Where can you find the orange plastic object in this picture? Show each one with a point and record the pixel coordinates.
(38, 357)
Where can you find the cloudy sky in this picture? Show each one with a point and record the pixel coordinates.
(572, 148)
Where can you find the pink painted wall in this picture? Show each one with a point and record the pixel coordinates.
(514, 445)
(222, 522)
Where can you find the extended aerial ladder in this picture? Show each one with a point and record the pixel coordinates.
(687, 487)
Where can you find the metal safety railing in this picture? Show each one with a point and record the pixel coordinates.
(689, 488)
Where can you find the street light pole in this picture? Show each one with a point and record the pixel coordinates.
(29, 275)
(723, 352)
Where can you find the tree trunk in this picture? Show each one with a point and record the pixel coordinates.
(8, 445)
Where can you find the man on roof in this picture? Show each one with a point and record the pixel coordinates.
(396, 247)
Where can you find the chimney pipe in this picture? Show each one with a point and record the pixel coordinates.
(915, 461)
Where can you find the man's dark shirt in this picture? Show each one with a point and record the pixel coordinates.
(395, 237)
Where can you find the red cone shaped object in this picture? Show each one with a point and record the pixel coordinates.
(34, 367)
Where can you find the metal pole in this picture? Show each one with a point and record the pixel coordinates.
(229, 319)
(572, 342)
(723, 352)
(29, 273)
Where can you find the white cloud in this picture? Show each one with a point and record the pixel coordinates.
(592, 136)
==
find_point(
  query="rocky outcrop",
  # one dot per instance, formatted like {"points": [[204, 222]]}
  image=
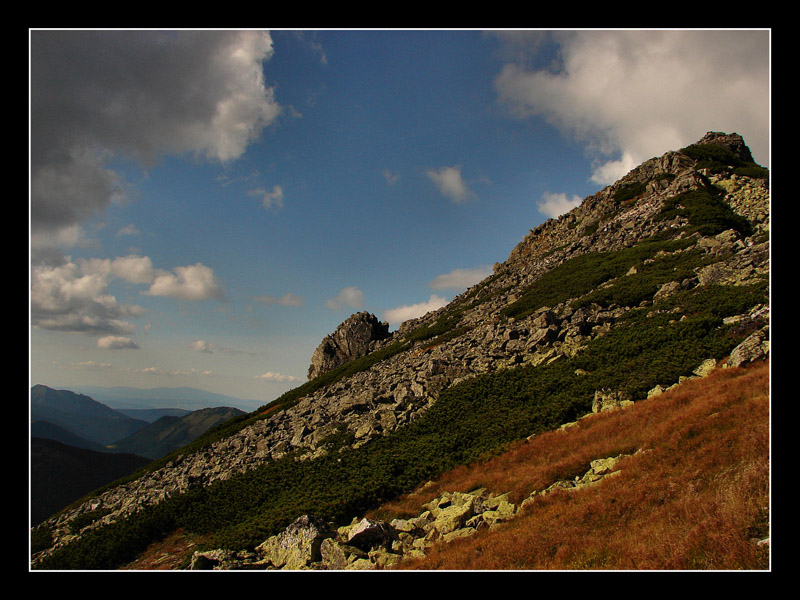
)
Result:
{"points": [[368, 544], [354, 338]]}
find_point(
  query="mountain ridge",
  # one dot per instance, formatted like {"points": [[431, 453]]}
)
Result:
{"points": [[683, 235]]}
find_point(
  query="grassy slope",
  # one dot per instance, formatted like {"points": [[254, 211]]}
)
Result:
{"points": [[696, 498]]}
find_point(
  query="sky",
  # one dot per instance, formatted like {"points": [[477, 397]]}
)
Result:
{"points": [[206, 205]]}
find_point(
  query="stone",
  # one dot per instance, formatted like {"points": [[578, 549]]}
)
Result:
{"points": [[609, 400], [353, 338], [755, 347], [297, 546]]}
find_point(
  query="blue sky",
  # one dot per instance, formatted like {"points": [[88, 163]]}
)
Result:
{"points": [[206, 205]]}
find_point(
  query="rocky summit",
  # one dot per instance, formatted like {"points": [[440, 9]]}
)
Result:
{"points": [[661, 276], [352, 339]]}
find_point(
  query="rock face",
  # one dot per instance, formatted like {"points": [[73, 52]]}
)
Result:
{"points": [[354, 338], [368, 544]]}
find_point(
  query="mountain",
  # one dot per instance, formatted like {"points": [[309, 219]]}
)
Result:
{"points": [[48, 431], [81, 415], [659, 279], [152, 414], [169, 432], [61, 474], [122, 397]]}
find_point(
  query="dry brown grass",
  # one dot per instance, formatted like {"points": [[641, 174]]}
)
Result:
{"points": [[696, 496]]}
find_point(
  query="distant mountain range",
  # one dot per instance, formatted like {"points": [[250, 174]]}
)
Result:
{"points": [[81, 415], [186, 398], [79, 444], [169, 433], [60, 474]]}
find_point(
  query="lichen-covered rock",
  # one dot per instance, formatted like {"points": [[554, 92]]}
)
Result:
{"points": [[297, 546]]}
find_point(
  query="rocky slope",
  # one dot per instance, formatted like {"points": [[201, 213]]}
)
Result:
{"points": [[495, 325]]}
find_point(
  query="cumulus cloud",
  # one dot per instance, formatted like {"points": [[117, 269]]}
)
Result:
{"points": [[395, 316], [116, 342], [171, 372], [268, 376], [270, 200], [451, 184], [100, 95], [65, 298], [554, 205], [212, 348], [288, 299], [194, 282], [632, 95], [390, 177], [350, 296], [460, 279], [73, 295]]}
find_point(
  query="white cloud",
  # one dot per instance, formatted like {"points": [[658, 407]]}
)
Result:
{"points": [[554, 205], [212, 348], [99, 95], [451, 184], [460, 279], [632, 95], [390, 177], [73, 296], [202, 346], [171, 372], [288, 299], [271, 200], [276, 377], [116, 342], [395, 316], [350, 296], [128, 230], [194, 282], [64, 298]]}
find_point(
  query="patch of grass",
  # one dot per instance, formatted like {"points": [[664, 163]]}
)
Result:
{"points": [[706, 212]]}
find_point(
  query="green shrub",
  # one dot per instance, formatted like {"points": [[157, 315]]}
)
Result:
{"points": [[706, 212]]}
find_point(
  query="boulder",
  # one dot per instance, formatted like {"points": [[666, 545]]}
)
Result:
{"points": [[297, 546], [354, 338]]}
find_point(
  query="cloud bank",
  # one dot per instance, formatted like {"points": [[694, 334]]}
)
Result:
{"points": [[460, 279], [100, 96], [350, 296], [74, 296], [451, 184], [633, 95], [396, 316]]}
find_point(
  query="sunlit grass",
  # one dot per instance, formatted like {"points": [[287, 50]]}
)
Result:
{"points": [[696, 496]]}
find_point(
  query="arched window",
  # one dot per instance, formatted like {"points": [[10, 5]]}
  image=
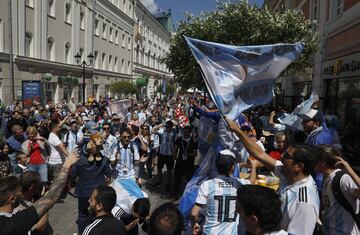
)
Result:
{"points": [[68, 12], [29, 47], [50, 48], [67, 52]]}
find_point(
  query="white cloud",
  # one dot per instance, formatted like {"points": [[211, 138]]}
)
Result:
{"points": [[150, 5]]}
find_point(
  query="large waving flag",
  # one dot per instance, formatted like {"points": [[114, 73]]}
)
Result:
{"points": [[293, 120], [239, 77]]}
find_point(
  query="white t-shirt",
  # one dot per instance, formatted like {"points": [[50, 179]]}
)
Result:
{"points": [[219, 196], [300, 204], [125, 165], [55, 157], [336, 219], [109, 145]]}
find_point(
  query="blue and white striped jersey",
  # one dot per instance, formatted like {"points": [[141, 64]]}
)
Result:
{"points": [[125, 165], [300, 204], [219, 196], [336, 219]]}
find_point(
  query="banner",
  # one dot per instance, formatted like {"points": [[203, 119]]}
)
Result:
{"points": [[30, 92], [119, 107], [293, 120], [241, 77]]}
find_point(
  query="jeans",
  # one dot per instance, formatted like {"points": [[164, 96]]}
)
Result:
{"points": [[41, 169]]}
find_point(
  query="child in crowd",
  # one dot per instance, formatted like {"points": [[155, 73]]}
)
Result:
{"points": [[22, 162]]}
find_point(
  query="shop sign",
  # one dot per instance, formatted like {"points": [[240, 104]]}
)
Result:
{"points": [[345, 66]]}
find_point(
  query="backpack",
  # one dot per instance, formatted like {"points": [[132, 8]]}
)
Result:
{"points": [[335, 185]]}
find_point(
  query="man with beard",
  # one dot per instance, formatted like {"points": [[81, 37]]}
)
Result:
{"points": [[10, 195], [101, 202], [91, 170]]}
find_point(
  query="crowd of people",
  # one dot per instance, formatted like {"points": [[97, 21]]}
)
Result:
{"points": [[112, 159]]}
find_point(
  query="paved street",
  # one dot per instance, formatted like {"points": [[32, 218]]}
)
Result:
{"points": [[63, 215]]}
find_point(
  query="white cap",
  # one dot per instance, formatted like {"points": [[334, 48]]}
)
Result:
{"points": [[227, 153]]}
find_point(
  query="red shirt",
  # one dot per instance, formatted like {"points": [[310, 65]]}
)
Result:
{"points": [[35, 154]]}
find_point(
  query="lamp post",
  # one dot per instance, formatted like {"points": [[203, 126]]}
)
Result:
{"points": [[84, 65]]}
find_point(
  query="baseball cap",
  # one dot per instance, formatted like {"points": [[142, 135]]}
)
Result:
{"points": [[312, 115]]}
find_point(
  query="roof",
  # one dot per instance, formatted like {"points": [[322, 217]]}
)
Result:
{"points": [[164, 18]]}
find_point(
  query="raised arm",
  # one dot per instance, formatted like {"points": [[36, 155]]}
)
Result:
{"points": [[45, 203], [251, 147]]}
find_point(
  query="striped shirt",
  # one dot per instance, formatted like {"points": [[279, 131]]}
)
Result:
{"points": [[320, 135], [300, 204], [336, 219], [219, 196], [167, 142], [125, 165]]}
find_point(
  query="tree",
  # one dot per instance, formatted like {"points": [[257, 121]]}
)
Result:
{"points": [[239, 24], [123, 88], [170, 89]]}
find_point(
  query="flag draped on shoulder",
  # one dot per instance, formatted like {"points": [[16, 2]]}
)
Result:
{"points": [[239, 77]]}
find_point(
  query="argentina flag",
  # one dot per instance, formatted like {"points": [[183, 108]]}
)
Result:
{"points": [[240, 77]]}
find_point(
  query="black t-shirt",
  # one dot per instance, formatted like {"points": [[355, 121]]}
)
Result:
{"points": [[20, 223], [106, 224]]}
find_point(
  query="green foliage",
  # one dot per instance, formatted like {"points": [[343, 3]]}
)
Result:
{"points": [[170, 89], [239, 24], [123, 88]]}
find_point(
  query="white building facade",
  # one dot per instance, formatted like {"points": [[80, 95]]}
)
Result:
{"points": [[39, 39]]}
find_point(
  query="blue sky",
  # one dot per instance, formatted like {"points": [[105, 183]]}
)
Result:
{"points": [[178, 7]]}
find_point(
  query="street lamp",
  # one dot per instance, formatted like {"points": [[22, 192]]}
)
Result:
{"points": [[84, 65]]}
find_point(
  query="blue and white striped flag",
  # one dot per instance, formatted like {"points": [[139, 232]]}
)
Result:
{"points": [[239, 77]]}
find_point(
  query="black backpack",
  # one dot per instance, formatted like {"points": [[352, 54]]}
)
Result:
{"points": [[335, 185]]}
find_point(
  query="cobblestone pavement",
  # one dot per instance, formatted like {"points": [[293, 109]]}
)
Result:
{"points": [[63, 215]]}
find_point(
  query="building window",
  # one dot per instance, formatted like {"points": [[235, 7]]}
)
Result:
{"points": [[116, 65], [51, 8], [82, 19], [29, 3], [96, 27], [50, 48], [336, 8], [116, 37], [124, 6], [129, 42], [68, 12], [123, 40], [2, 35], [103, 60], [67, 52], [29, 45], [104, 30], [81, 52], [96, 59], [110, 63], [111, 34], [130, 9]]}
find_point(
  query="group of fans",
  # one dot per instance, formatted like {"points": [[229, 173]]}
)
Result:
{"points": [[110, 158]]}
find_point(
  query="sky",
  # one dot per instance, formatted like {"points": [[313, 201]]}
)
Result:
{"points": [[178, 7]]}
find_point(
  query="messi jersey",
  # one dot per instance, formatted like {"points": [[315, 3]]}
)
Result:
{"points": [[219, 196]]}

Exercise aim
One number answers this exercise: the count of lines above in which the word "backpack" appears.

Solved problem
2